GIVEN TASK:
Turn the items below into a numbered list, leaving out any blank lines.

INPUT MATERIAL:

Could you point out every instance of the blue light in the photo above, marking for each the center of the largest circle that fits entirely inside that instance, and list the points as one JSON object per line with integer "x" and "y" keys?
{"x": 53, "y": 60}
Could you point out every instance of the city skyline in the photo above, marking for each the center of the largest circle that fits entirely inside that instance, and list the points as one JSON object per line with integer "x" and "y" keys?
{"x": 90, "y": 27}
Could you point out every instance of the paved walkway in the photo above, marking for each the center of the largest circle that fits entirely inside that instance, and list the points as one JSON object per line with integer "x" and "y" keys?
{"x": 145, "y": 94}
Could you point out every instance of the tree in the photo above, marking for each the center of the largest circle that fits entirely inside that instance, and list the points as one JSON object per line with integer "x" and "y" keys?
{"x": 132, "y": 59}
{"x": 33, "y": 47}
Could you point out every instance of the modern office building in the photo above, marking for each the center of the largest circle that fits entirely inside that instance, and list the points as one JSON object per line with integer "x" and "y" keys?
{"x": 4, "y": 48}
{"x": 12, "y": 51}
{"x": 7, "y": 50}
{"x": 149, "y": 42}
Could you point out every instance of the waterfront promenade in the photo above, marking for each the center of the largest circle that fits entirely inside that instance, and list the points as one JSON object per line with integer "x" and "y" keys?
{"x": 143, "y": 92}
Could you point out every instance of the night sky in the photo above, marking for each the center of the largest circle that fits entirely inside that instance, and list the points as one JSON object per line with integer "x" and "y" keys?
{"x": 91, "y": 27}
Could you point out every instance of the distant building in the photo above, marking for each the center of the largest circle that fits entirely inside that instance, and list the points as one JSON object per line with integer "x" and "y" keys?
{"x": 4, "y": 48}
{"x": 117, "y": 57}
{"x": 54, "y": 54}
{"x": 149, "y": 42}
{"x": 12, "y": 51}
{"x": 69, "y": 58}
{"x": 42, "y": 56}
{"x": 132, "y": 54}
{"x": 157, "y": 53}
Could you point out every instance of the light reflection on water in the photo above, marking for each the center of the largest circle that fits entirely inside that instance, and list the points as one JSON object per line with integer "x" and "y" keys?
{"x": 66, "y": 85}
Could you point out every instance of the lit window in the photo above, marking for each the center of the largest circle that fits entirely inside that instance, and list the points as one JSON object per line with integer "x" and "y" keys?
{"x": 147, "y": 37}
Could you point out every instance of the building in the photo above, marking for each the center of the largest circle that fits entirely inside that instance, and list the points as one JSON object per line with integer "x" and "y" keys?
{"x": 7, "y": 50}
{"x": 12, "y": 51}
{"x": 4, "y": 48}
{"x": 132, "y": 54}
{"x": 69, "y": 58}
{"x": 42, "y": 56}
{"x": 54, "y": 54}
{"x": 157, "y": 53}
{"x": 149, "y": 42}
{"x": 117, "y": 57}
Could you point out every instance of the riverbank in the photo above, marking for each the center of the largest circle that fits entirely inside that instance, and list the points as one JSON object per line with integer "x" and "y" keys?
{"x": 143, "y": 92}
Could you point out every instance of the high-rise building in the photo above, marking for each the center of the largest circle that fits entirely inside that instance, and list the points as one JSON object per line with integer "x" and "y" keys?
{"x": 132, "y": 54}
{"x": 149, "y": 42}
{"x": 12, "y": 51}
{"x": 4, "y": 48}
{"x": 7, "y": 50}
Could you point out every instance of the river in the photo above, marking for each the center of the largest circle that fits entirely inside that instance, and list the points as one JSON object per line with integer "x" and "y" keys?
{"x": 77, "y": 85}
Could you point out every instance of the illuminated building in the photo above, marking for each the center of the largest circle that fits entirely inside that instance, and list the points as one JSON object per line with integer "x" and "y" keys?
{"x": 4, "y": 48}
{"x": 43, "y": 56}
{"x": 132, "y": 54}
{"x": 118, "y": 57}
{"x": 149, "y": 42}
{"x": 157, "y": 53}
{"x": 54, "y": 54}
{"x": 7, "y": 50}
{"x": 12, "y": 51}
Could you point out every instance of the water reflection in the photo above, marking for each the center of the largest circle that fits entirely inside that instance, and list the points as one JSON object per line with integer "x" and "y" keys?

SOLUTION FOR THIS EXERCISE:
1. Could you point out every instance of the blue light in the photo above, marking for each the center of the largest circle that fits entirely inside that instance, and list the points as one JSON object per line with integer "x" and "y" keys?
2. {"x": 53, "y": 60}
3. Could you point out every instance of the city skyline in the photo above, marking for each the center of the largest circle that fits entirely inside that instance, and list the points as one JSON object per line with integer "x" and "y" keys?
4. {"x": 90, "y": 27}
5. Could you point out every instance of the paved walkway in the photo above, marking for each the center of the largest circle that fits entirely inside that instance, and list the points as one JSON object per line with integer "x" and "y" keys?
6. {"x": 145, "y": 94}
7. Could you point out every instance of the tree in the photo above, marking for each the center of the largest circle that fits entirely inside that instance, and list the points as one JSON object per line with integer "x" and "y" keys?
8. {"x": 132, "y": 59}
9. {"x": 33, "y": 47}
10. Could you point out every instance of the modern office building in the photo above, marking for each the center of the largest circle that fits entirely inside that instance, and list the points as one JSON object per line with integer "x" and "y" keys?
11. {"x": 4, "y": 48}
12. {"x": 12, "y": 51}
13. {"x": 7, "y": 50}
14. {"x": 149, "y": 42}
15. Could you point out every instance of the waterfront promenade in the photo above, marking for each the center of the largest circle that fits entirely inside that instance, and list the points as one JSON object per line with integer "x" and "y" keys?
16. {"x": 143, "y": 92}
17. Could you point out every instance of the night sky in the photo above, marking for each the center of the largest circle that fits entirely inside that instance, and list the points as one JSON object per line with integer "x" and "y" keys?
18. {"x": 91, "y": 27}
19. Could you point out every instance of the distant building in the photo above, marking for each the center of the largest circle that fits entirely inside that instance, and list the points as one JSON object per line with integer "x" and "y" keys?
20. {"x": 4, "y": 48}
21. {"x": 117, "y": 57}
22. {"x": 54, "y": 54}
23. {"x": 149, "y": 42}
24. {"x": 12, "y": 51}
25. {"x": 69, "y": 58}
26. {"x": 42, "y": 56}
27. {"x": 132, "y": 54}
28. {"x": 157, "y": 53}
29. Could you point out every instance of the light reflection on water in the photo above, marking for each the center of the largest circle that fits entirely inside that instance, and list the points as one JSON object per line with integer "x" and "y" keys?
30. {"x": 66, "y": 85}
31. Could you point out every instance of the lit window in the photo above, marking for each the center of the largest circle that fits entirely inside that instance, and list the points as one JSON object per line with integer "x" and "y" keys?
32. {"x": 147, "y": 37}
33. Could you point out every instance of the building in the photo above, marking for each the center of the largest circle that fits entirely inside that instance, and list the points as one JSON object per line with integer "x" and "y" keys?
34. {"x": 7, "y": 50}
35. {"x": 12, "y": 51}
36. {"x": 4, "y": 48}
37. {"x": 132, "y": 54}
38. {"x": 69, "y": 58}
39. {"x": 42, "y": 56}
40. {"x": 54, "y": 54}
41. {"x": 157, "y": 53}
42. {"x": 149, "y": 42}
43. {"x": 117, "y": 57}
44. Could you point out every instance of the riverbank in the photo above, marking for each the center of the largest circle that fits entirely inside that instance, and list the points as one JSON object per line with integer "x" and "y" keys?
45. {"x": 143, "y": 92}
46. Could you point out every instance of the high-rise building in the photo above, marking for each the center of the largest circle that fits entirely inside that instance, and list the points as one JSON object per line with integer "x" and "y" keys?
47. {"x": 132, "y": 54}
48. {"x": 149, "y": 42}
49. {"x": 12, "y": 51}
50. {"x": 4, "y": 48}
51. {"x": 7, "y": 50}
52. Could you point out every instance of the river in the photo above, marking for each the center of the largest circle that fits entirely inside that instance, and list the points as one JSON object per line with integer "x" and "y" keys?
53. {"x": 77, "y": 85}
54. Could you point out every instance of the illuminated building in the photo above, marking for each the center of the largest circle that fits entirely inside that instance, and list the points as one JSON object per line with integer "x" and "y" keys?
55. {"x": 4, "y": 48}
56. {"x": 43, "y": 56}
57. {"x": 132, "y": 54}
58. {"x": 118, "y": 57}
59. {"x": 149, "y": 42}
60. {"x": 157, "y": 53}
61. {"x": 54, "y": 54}
62. {"x": 7, "y": 50}
63. {"x": 12, "y": 51}
64. Could you point out every instance of the water reflection in the photo above, marking for each the center of the largest circle that fits entirely inside that instance, and list the points as one JSON object per line with integer "x" and "y" keys?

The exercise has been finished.